- **TEXT FOR ANALYSIS**
Content starts

Examples such as these provide insight into another kind of convergence being promoted by Camuti: A convergence of interests between SCR researchers, their immediate customers within the Groups, and end customers, be they medical centers, rail authorities, or manufacturers interested in the most advanced automation and control technologies. All of this represents an expanded focus for SCR. "Our goal, " says Camuti, "is to become not only a leading research organization for medical imaging and real time vision within Siemens, but within the research community at large." This ambitious vision has practical roots. "Although our charter is to develop technologies for the Groups," explains Camuti, "innovation itself is getting to be more and more of a collaborative process. That means being in touch with lead customers, federal research programs, and universities. It boils down to broadening the community we tap for innovative ideas.
" With this in mind, SCR has established more than twenty collaborations in the past year with leading institutions such as Johns Hopkins, MD Anderson, Carnegie Mellon University, Georgia Tech, and Virginia Tech.
And that collaborative community is growing steadily. In addition to the extraordinarily diverse mixture of talents and cultures represented by SCR’s professional staff, the organization benefits from its Berkeley, California-based Technology-to-Business Center, where a team of venture technologists continuously scouts universities, small start-up companies and other innovation sources for new inventions, different approaches, and radical ideas, bringing the best of these to Siemens.

Content ends

- **PROVIDED RECORDS**
Content starts

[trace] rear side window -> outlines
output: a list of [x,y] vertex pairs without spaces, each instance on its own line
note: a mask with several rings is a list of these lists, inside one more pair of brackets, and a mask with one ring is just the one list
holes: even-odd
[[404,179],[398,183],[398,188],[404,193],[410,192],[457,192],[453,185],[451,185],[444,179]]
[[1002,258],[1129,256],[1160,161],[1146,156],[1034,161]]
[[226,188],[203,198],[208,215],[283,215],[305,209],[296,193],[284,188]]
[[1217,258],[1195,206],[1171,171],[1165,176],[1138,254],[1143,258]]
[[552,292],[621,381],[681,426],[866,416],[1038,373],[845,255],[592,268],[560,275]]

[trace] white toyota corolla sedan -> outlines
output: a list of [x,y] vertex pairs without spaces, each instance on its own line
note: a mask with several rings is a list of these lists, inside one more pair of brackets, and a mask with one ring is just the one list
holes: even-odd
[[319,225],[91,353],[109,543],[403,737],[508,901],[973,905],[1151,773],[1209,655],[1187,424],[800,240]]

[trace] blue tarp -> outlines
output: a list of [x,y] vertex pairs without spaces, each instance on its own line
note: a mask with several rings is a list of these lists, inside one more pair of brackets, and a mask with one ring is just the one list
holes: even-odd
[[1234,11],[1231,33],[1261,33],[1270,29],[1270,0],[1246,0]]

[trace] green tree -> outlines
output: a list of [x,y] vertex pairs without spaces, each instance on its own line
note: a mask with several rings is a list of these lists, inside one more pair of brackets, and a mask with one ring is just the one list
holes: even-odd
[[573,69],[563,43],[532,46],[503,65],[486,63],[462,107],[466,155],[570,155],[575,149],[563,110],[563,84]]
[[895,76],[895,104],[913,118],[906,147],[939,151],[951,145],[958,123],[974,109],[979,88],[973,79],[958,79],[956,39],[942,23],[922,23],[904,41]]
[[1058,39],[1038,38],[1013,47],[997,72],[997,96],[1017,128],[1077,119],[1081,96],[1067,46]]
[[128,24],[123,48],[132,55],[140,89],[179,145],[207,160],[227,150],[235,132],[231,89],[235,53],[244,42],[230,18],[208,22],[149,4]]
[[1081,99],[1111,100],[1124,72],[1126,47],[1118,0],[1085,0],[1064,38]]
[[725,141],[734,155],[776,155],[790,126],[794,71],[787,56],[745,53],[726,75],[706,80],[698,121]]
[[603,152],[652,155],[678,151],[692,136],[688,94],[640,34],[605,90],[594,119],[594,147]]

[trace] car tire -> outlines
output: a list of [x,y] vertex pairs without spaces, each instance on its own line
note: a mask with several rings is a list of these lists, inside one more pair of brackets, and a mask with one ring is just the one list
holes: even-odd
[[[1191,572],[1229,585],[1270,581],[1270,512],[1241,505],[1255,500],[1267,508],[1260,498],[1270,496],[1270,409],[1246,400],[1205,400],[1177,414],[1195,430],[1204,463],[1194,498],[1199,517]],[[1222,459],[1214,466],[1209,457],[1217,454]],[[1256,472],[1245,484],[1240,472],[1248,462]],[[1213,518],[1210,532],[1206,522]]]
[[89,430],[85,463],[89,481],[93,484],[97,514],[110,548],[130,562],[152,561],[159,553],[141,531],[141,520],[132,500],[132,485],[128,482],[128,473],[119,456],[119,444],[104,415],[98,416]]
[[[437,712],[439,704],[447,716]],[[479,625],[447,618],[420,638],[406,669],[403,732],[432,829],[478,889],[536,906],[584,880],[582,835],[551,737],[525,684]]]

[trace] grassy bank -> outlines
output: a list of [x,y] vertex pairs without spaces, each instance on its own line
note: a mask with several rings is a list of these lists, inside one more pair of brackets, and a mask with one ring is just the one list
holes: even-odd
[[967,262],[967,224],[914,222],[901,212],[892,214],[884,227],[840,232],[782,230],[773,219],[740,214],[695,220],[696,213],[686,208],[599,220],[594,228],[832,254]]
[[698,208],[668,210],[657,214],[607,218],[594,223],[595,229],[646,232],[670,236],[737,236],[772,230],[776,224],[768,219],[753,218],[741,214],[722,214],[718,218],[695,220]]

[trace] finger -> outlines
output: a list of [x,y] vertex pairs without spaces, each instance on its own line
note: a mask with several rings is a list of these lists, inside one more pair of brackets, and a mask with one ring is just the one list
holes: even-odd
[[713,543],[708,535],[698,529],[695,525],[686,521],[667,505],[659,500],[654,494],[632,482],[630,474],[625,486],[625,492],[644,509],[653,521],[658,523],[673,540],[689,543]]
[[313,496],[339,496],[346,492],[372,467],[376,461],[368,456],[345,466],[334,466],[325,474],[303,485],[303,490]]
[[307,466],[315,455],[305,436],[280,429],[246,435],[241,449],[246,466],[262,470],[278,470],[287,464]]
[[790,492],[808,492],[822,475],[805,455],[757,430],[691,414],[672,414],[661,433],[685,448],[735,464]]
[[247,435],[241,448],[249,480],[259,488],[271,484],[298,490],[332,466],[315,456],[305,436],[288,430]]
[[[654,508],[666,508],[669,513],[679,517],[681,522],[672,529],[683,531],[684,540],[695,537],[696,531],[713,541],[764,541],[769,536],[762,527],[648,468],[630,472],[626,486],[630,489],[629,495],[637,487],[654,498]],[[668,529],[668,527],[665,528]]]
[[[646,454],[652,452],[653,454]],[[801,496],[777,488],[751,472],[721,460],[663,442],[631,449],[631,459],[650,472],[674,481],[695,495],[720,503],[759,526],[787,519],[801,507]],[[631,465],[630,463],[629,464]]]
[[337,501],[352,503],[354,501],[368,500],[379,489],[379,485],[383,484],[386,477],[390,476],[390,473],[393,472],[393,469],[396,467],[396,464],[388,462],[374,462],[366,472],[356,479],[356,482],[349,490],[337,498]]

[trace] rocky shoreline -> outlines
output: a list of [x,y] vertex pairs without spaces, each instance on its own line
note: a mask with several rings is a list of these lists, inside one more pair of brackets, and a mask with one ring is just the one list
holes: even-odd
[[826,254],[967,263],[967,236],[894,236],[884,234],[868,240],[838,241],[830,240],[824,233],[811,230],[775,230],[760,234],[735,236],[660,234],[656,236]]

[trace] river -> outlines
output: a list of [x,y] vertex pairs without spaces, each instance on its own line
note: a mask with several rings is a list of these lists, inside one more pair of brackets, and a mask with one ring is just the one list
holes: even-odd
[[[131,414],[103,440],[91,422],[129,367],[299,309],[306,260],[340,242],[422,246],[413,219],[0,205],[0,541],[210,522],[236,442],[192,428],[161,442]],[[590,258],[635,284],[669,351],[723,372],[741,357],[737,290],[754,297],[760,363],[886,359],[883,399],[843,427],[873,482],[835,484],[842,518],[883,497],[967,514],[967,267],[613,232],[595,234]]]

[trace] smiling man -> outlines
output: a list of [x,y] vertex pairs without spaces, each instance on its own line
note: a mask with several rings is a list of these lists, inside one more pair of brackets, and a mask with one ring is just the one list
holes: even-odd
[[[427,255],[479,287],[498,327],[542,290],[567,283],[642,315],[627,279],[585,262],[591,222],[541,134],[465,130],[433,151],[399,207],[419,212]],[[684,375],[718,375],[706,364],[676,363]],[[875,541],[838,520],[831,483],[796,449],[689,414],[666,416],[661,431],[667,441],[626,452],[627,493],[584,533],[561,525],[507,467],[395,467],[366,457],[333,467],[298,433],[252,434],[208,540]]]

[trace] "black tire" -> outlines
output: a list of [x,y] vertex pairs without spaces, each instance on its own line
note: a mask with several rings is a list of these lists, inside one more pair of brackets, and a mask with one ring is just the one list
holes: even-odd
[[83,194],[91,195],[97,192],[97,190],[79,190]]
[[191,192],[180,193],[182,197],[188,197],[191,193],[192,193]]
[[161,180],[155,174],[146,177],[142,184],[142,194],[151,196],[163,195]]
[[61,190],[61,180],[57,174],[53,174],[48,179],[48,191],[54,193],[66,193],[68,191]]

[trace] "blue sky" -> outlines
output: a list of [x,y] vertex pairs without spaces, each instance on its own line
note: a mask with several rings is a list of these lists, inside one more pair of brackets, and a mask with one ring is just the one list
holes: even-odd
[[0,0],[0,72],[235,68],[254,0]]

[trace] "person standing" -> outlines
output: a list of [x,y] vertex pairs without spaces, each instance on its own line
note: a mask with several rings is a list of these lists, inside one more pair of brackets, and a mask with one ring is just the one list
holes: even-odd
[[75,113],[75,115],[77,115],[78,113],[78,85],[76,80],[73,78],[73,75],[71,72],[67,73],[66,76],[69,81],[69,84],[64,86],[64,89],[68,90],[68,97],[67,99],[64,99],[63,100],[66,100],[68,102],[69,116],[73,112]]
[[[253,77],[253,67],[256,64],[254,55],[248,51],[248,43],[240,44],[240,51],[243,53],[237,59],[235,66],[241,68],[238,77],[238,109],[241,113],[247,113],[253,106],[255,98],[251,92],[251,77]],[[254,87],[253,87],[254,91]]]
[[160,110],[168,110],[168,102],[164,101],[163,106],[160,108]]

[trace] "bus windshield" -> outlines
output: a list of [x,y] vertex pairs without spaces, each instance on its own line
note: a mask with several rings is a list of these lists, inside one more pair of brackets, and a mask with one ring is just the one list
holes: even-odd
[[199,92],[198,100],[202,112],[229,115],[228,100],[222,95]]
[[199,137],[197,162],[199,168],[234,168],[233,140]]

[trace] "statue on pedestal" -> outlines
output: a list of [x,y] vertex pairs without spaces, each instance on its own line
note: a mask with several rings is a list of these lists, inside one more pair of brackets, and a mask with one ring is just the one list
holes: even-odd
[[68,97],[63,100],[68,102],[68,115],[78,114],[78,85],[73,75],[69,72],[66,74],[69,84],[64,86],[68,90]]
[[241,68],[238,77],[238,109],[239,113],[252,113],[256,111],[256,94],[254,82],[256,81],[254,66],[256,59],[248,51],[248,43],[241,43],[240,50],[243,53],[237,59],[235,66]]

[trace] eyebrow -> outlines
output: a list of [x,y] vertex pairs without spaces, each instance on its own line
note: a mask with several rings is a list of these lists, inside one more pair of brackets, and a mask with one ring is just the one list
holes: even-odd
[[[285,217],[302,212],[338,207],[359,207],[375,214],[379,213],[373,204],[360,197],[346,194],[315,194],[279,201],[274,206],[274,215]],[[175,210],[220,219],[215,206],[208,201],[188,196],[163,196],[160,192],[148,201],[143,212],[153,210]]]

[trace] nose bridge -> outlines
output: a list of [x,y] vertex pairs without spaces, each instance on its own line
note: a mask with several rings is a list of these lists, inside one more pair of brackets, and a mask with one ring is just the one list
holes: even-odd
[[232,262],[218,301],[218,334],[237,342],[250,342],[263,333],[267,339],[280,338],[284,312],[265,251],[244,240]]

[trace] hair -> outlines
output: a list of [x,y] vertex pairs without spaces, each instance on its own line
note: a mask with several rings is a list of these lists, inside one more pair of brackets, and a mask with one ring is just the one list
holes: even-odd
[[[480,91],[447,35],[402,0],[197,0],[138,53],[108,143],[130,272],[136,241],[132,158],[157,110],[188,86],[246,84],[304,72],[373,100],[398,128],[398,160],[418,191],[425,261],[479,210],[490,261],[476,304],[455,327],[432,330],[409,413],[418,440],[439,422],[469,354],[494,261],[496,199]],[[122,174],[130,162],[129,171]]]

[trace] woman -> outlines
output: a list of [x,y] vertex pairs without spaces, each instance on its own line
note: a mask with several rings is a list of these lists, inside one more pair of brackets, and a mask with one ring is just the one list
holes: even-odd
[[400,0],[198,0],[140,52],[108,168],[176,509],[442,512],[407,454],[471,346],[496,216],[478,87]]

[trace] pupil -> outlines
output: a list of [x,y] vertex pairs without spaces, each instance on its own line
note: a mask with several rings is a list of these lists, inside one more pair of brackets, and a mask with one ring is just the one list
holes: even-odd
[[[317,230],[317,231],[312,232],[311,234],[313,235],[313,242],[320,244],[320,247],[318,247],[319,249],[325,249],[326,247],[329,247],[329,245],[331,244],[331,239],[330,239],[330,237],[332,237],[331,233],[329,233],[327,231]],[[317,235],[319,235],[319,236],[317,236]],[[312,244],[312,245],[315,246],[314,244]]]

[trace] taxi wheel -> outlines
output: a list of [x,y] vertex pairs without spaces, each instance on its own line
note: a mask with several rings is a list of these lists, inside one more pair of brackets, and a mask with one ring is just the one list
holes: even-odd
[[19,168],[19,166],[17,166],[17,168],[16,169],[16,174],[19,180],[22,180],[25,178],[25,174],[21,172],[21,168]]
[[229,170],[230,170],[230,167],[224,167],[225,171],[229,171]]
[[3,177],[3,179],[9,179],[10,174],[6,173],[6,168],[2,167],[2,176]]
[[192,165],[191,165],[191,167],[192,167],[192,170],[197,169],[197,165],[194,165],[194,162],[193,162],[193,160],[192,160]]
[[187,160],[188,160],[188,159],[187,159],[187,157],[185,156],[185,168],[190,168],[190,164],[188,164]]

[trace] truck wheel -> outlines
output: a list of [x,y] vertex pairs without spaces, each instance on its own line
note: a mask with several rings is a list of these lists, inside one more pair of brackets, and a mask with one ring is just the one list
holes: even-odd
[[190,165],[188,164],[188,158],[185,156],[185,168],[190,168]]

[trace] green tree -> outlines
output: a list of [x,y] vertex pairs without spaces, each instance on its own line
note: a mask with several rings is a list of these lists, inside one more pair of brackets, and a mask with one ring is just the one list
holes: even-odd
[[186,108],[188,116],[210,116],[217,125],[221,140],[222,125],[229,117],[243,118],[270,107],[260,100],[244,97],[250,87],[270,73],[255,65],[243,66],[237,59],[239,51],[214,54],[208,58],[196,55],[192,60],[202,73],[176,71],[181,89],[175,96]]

Content ends

- **APPLY WHAT YOU READ**
a) Please list every institution the SCR passage names as a collaborator of SCR.
b) Pick up the SCR passage after its final sentence and carry it on in the same manner.
Nothing in the lines matters here.

- **OUTPUTS IN ORDER**
a)
Johns Hopkins
MD Anderson
Carnegie Mellon University
Georgia Tech
Virginia Tech

b)
SCR is also benefiting from a convergence of interests on the international level. At CT India in Bangalore, for instance, where SCR has incubated a number of projects, a core competence has emerged in machine vision hardware. "Here in Princeton, our focus on vision has been in algorithms, software and architecture. But we did not have a research agenda designed to look at trends and technologies in related hardware," says Camuti. Bangalore, on the other hand, offers talent, design support, and manufacturers that have specialized in this specific area. By connecting the dots between Princeton and Bangalore, SCR has come up with a more holistic approach to vision system development—one that will eventually cover a more complete set of the Groups’ future needs worldwide.
And what might those needs be? Whether vision systems are used to make our homes responsive to our needs, to guide our cars autonomously, or to make our airports, cities and subway systems safer, they will need to function as a network. For that to happen, each system will have to have the capacity to extract key information from what it sees, and pass only that information on to data collection nodes. "I would say that what this boils down to is the beginnings of a revolution in terms of intelligent video processing—in short, a holistic vision of data," says Camuti.